Ask five brand ambassadors—and the operators that they work with—what they do and you’ll get five different responses. Even Charlotte Voisey, portfolio ambassador for William Grant & Sons and the unofficial “Queen of All Brand Ambassadors,” has difficulty providing a definitive response: “I’ve even had my mother out on the road for a week watching me, and at the end of it she turns around and says, ‘So, what do you do for a living?’”
So how is a bar or restaurant operator expected to figure out how to make the best use of brand ambassadors, if these individuals defy categorization? Especially as the role continues to evolve? And how can they best use their services without having their brand mix changed significantly?
The brand ambassador, explained
“For us, a brand ambassador is someone who entertains, educates and passes on the message of the brand,” Voisey sums up. “It’s the embodiment of the brand.”
Although brand ambassadors have been around since the early 1990s, the role got a bump in 2010, when The New York Times wrote about the growing trend of bartenders making the leap from drink-slinger to spirits brand promoters. Since then, the number of brand ambassadors has surged, and many modern bartenders actively seek out opportunities to represent different brands.
However, the role remains a fluid one. “We wear so many hats,” explains Borys Saciuk, who has been the 42Below Vodka Brand Ambassador (part of the Bacardi portfolio) for the past three years. For example, he lists judging or hosting cocktail competitions, creating cocktail menus and drinks to showcase the brand, educational speaking, hosting parties, attending conventions and even the odd media appearance among his many and varied responsibilities.

=======

▶ [JOB A]
Reproduce the entries as a numbered list, leaving out blank lines, covering everything from the line containing "indicate the beige stucco" down to the last line of the entries.

▶ [MATERIAL PROVIDED]

=======

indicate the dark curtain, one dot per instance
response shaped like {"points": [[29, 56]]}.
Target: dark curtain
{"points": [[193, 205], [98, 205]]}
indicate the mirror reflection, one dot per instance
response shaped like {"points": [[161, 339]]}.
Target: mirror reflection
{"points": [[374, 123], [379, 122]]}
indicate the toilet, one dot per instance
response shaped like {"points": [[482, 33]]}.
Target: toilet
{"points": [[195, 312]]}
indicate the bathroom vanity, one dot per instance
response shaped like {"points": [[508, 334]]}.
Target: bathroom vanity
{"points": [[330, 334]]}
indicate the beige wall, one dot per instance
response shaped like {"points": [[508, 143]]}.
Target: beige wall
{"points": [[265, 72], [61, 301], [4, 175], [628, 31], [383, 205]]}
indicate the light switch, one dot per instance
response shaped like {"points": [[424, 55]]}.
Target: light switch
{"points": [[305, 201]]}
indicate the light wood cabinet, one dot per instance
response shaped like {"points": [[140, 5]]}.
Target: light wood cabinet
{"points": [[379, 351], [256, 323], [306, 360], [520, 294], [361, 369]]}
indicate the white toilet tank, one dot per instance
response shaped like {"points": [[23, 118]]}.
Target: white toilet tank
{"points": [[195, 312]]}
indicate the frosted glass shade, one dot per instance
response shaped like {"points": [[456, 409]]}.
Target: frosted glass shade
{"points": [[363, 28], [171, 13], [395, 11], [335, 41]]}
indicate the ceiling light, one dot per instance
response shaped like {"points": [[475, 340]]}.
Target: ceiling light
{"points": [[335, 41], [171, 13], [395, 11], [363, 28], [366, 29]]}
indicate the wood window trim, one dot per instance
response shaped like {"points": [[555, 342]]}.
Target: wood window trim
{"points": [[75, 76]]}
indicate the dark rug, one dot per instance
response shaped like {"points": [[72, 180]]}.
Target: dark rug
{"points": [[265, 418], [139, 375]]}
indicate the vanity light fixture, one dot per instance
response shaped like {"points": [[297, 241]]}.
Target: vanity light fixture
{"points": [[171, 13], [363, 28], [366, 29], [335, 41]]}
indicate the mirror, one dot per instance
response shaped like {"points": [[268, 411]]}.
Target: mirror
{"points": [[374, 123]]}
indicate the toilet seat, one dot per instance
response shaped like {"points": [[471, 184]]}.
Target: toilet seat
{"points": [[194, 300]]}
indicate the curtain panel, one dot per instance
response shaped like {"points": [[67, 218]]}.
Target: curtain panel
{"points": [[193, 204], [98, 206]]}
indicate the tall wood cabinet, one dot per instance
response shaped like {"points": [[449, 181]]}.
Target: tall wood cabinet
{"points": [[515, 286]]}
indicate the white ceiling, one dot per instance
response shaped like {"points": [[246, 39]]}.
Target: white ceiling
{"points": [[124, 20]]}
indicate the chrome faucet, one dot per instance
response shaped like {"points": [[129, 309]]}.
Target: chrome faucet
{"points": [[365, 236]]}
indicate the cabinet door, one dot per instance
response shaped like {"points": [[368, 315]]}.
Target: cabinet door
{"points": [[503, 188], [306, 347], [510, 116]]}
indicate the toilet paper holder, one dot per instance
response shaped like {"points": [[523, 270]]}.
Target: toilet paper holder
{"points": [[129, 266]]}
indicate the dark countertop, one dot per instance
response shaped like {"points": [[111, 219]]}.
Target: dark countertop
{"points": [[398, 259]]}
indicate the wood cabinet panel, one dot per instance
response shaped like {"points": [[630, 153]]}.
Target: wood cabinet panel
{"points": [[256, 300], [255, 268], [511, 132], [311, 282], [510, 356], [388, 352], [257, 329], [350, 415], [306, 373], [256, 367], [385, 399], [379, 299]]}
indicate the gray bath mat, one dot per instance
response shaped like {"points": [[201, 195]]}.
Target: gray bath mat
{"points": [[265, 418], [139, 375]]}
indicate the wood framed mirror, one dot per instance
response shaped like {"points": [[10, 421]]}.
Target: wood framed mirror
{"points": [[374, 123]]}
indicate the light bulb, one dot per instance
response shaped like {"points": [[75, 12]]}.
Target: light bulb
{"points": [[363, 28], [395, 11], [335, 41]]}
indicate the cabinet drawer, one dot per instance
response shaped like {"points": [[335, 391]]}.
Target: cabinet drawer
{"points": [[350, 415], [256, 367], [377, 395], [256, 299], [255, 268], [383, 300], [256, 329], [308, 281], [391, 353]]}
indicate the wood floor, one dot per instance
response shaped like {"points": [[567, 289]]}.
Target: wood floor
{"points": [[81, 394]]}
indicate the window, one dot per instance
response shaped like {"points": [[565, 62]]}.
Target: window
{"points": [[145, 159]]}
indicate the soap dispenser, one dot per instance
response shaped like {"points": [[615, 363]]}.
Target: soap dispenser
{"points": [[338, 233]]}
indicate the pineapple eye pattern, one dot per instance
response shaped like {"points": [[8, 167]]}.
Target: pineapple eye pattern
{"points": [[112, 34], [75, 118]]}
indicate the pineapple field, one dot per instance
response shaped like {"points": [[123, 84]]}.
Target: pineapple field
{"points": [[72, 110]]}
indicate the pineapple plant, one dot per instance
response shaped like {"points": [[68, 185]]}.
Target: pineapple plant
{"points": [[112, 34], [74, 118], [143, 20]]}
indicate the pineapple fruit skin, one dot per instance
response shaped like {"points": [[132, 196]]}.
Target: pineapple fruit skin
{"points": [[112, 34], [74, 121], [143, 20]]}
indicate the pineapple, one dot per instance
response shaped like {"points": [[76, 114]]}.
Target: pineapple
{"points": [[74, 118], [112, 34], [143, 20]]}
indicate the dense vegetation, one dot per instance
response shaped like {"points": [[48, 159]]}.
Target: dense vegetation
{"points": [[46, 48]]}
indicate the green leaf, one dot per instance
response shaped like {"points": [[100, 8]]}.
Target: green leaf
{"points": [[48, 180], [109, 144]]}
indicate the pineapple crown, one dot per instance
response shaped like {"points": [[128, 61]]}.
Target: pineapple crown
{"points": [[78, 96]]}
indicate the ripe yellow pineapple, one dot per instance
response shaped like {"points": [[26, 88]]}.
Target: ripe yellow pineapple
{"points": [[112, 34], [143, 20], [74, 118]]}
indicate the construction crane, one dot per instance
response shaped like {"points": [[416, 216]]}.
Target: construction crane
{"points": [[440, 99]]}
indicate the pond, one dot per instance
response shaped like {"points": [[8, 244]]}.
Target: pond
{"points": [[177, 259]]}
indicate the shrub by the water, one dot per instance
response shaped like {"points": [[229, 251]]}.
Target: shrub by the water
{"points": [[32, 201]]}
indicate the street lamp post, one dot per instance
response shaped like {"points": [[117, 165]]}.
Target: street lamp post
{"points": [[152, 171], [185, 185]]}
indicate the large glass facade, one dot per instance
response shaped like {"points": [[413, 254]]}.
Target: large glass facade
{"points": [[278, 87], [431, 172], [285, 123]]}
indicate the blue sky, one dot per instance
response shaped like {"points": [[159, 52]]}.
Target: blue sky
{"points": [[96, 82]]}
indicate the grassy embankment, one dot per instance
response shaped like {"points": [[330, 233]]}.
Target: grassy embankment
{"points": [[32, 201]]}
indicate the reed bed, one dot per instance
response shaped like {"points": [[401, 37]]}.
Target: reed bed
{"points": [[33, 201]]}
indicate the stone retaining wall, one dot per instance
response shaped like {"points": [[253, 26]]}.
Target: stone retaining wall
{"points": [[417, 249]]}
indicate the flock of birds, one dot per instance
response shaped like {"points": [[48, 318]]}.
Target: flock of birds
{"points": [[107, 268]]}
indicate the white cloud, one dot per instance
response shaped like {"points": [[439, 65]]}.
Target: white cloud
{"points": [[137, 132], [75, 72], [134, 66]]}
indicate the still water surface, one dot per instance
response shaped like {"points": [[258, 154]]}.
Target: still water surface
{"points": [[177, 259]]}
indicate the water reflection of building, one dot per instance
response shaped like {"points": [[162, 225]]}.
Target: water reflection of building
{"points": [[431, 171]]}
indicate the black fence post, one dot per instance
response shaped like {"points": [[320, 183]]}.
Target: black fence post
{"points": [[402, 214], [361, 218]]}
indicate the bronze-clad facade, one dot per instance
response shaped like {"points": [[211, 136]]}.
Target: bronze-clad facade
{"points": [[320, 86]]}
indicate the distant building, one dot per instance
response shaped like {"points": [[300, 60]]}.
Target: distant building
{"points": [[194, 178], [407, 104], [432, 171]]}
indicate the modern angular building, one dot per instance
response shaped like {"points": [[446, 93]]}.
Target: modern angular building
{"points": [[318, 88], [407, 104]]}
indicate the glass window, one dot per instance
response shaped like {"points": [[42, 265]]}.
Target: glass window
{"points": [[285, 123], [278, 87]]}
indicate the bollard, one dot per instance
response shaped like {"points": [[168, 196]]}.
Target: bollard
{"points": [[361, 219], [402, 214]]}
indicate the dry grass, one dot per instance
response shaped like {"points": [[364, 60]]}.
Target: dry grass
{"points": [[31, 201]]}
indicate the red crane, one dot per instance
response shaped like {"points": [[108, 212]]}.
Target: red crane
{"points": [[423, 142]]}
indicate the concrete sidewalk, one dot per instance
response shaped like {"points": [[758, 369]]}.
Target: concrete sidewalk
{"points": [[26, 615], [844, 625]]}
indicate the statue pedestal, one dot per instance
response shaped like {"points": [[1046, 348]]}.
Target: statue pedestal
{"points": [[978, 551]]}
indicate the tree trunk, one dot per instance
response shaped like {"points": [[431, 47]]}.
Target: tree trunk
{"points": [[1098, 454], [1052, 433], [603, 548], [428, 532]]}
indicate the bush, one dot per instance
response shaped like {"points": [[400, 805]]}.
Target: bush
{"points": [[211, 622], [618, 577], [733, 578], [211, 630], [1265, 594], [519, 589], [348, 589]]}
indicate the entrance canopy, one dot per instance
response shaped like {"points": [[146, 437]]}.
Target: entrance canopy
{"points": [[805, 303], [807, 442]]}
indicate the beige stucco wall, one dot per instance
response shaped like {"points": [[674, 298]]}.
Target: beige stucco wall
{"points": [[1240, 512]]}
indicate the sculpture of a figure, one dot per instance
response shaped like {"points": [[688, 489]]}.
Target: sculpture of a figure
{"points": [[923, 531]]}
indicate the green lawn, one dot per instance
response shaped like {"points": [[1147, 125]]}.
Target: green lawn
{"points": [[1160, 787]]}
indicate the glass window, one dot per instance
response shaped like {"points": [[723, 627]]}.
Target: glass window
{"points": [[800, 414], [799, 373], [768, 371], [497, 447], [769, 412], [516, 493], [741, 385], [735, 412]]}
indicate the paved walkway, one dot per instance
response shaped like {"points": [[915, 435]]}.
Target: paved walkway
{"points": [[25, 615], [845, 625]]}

=======

▶ [JOB B]
Answer these questions about the brand ambassador article:
(i) Which company is Charlotte Voisey a portfolio ambassador for?
(ii) Which newspaper wrote about the trend in 2010?
(iii) For how many years has Borys Saciuk been the 42Below Vodka Brand Ambassador?

▶ [FINAL RESULT A]
1. indicate the beige stucco wall, one dot per instance
2. response shaped like {"points": [[674, 298]]}.
3. Target: beige stucco wall
4. {"points": [[1240, 512]]}
5. indicate the sculpture of a figure, one dot per instance
6. response shaped like {"points": [[688, 489]]}.
7. Target: sculpture of a figure
8. {"points": [[923, 531]]}
9. indicate the green lawn, one dot per instance
10. response shaped like {"points": [[1147, 125]]}.
11. Target: green lawn
12. {"points": [[1160, 787]]}
13. indicate the glass window, one dot per instance
14. response shaped like {"points": [[723, 627]]}.
15. Target: glass window
16. {"points": [[800, 414], [799, 373], [768, 371], [497, 447], [769, 412], [516, 493], [741, 385], [735, 412]]}
17. indicate the paved walkway, one dot per instance
18. response shaped like {"points": [[915, 435]]}.
19. Target: paved walkway
20. {"points": [[25, 615], [845, 625]]}

▶ [FINAL RESULT B]
(i) William Grant & Sons
(ii) The New York Times
(iii) Three years